ПРИВЕДЁННЫЙ ТЕКСТ:

· · · ·

Для ареала христианской (пусть и «постхристианской») культуры «схема» евангельской истории: радикальная проповедь добра, предательство и одиночество Учителя, неправый политико-идеологический суд, ярость толпы («...снова Голгофнику оплеванному предпочитают Варавву»), жертва во имя истины, победа идеи над смертью — играет и еще долгое время будет играть ту же роль привлекательной парадигмы, какую выполняют античные мифологические сюжеты (Эдип, Антигона), — независимо от степени укорененности художника в христианской вере. Так, в «Притче» (1954) Фолкнера эта схема перенесена во времена Первой мировой войны, с соответствующими персонажами, а в малоизвестной поэме Владимира Корнилова «Пасха 61-го года» — в советскую провинциальную действительность. Столь же отстраненно — эстетически и этически, а не религиозно — я отношусь к «Мастеру и Маргарите» Булгакова, что позволяет мне восхищаться этим романом наряду с более любимыми «Белой гвардией» и «Записками покойника». (Кстати, не помню, было ли примечено: Булгаков в своей недообработанной вещи, видимо, хотел воспользоваться мотивом выкраденного Тела, поэтому у него каждого из трех казненных, сброшенных в общую яму, Афраний, чтобы не перепутать, наделяет отличительным кольцом; но что-то — или Кто-то? — писателя остановило, и мотив повис без завершения.)
Конечно, существует еще одно побуждение обращать евангельский сюжет в тему литературного творчества. Это желание — как правило, «ортодоксальных» авторов — преобразовать лаконическое повествование евангелистов в объемную и живописную картину, давая волю воображению и попутно внося свою интерпретацию в скупо прописанные в исходном тексте лица и эпизоды. Обычно такой автор стремится соединить художественную задачу с катехизаторской, дидактической и даже богословской. Вот к таким сочинениям я отношусь с некоторой опаской.
К ним, по-моему, принадлежит и новейшая инициатива — «роман-искушение» Юрия Вяземского «Сладкие весенние баккуроты». Роман посвящен началу Страстной недели и в своей основе придерживается буквы евангельского повествования с привлечением исторических и археолого-этнографических данных (причем, следуя примеру мистерии К. Р. «Царь Иудейский», автор тактично изображает самого Иисуса только как «далевой» образ). Но дух, боюсь, куда-то отлетел.

· · · ·

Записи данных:
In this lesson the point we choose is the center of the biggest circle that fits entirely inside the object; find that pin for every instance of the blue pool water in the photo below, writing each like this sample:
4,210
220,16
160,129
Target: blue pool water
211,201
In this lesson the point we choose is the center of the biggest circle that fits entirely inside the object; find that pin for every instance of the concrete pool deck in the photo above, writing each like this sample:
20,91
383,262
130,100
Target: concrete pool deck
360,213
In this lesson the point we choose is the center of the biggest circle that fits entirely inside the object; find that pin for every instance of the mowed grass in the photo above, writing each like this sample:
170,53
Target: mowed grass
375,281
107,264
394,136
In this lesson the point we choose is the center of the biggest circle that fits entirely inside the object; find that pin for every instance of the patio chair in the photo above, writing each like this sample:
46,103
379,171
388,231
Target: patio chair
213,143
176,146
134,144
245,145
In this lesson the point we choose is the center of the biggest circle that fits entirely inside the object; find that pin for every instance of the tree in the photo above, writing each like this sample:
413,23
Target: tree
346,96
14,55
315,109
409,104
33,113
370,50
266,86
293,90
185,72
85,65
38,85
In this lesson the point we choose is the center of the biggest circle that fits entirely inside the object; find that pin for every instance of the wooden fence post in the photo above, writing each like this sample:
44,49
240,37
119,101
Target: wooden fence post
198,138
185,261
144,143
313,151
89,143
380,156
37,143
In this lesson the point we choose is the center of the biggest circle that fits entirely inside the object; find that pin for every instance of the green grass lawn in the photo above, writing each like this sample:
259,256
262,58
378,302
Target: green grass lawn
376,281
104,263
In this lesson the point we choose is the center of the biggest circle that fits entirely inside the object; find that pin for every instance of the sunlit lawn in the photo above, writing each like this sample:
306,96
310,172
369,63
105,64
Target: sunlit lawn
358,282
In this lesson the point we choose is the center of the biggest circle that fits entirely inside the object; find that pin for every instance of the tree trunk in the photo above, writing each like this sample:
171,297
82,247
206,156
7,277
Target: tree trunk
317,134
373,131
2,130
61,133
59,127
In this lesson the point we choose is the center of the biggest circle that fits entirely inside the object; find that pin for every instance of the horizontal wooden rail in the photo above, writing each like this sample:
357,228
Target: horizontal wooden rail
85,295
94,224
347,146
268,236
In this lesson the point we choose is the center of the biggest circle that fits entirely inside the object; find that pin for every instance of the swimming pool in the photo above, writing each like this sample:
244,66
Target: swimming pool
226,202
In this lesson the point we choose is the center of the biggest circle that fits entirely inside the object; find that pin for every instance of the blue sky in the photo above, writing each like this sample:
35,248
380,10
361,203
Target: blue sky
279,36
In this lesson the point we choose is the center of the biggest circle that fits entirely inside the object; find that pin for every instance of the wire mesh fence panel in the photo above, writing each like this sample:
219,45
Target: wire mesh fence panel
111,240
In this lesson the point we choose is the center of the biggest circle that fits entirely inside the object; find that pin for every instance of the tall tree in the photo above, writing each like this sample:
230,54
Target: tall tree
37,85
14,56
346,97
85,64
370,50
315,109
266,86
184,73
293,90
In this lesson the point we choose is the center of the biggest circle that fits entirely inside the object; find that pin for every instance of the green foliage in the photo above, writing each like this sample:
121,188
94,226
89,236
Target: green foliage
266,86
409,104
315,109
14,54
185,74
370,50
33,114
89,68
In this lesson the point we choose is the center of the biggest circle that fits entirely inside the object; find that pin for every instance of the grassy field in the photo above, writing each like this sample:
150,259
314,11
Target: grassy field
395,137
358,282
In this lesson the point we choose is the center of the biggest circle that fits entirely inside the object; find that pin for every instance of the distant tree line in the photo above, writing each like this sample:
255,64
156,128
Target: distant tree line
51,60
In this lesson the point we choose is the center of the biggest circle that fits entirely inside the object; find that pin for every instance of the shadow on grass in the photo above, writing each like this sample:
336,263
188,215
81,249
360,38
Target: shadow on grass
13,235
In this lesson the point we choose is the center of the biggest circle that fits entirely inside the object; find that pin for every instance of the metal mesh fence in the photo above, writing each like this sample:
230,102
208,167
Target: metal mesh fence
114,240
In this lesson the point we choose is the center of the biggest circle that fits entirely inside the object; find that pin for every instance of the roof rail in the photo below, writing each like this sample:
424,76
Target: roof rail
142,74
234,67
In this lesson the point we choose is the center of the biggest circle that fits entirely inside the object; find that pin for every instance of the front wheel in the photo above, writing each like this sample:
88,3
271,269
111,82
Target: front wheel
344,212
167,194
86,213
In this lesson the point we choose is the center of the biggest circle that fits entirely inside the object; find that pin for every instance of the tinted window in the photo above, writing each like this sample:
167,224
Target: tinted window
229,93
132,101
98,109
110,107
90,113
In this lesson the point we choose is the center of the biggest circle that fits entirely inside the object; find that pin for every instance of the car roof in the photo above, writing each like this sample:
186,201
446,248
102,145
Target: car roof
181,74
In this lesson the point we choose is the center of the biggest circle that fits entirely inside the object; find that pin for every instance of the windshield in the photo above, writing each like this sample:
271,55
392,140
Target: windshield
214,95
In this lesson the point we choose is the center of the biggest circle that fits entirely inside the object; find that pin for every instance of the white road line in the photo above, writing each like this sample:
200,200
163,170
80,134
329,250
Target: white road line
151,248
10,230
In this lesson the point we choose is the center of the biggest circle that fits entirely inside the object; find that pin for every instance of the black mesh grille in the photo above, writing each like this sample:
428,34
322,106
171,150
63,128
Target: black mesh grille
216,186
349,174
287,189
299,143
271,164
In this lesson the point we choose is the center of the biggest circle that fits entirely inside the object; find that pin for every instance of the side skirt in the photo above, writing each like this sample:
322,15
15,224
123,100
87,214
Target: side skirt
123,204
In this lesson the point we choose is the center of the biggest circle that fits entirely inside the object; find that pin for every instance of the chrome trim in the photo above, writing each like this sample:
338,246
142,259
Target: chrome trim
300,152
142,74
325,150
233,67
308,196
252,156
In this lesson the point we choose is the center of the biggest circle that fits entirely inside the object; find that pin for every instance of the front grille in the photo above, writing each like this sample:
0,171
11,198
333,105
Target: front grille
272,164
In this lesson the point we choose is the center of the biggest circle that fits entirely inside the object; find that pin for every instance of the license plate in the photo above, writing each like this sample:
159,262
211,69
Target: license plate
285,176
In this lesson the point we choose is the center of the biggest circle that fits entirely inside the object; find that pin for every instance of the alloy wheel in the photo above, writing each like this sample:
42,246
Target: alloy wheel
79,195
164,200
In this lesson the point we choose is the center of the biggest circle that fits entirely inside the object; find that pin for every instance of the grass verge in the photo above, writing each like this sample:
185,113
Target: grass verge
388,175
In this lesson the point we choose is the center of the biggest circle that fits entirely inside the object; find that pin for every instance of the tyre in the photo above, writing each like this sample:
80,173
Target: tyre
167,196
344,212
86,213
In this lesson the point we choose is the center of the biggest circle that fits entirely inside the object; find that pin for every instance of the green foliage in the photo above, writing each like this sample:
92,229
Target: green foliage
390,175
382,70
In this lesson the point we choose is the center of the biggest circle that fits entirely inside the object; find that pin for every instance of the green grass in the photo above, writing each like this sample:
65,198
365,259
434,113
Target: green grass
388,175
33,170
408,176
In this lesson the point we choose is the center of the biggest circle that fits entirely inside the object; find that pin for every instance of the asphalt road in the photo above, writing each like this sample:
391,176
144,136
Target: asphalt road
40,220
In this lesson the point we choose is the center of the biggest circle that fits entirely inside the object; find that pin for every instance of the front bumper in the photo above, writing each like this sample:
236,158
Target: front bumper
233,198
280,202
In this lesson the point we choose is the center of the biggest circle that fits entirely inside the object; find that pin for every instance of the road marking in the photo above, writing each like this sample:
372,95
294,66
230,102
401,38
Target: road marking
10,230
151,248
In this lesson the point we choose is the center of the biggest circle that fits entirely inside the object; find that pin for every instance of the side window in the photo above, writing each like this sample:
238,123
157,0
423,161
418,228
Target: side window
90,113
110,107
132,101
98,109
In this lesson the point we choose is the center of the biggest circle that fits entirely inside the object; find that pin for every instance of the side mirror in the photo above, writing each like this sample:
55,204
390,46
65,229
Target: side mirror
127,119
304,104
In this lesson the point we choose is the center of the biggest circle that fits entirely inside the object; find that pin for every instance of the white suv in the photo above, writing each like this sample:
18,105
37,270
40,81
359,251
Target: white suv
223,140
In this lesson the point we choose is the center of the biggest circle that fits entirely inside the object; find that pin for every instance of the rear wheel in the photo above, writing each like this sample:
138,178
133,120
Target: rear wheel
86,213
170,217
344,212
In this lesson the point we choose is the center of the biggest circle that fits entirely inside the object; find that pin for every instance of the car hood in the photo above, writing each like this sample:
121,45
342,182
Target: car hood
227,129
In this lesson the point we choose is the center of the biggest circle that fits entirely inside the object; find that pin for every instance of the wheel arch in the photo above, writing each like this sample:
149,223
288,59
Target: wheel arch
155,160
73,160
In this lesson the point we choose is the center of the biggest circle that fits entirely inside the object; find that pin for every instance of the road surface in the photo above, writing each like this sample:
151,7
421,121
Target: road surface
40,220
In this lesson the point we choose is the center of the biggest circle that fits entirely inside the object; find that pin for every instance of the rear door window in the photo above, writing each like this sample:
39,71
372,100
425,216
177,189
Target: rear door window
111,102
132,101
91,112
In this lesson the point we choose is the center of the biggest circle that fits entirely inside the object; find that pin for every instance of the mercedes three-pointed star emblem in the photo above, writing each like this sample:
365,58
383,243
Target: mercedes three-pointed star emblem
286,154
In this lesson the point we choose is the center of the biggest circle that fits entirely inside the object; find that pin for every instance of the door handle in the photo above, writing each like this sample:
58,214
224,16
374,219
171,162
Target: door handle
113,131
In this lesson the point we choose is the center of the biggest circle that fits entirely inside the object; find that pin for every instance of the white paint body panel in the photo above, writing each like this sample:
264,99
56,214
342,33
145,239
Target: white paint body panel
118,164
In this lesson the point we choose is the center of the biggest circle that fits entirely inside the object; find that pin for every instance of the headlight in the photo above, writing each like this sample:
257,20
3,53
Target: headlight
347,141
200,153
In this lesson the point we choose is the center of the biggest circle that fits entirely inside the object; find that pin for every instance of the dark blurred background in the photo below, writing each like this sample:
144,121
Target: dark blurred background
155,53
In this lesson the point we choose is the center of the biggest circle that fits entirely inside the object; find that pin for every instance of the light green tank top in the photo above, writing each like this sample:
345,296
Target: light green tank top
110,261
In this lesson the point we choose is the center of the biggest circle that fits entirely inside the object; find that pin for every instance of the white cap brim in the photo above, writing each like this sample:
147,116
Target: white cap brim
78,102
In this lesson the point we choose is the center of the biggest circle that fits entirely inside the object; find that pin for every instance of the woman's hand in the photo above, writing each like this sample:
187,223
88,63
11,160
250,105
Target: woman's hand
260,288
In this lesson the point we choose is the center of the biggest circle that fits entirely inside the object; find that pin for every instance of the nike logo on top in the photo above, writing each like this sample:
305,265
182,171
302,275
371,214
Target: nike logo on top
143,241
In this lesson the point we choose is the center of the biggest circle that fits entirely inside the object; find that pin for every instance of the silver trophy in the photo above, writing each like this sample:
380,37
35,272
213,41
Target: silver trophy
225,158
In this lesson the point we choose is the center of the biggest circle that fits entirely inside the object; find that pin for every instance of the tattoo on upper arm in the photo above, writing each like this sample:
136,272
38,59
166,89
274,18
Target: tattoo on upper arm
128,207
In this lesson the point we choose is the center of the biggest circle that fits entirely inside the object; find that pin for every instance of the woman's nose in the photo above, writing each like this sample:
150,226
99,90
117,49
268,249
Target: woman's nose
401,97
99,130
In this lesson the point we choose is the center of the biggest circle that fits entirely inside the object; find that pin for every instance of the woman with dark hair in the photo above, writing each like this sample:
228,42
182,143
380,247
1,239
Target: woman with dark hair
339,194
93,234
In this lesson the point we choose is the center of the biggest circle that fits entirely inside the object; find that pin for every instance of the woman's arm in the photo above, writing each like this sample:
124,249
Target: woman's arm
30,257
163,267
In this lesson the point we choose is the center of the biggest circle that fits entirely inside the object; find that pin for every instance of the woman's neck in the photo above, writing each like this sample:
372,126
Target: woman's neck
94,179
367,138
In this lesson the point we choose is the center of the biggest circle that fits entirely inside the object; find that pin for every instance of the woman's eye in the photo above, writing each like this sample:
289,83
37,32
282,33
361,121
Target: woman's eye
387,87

· · · ·

УСЛОВИЕ ЗАДАНИЯ: В какое время, согласно тексту о евангельском сюжете в литературе, Фолкнер перенёс евангельскую схему в «Притче» (1954)?

РЕЗУЛЬТАТ ЗАДАНИЯ: Во времена Первой мировой войны.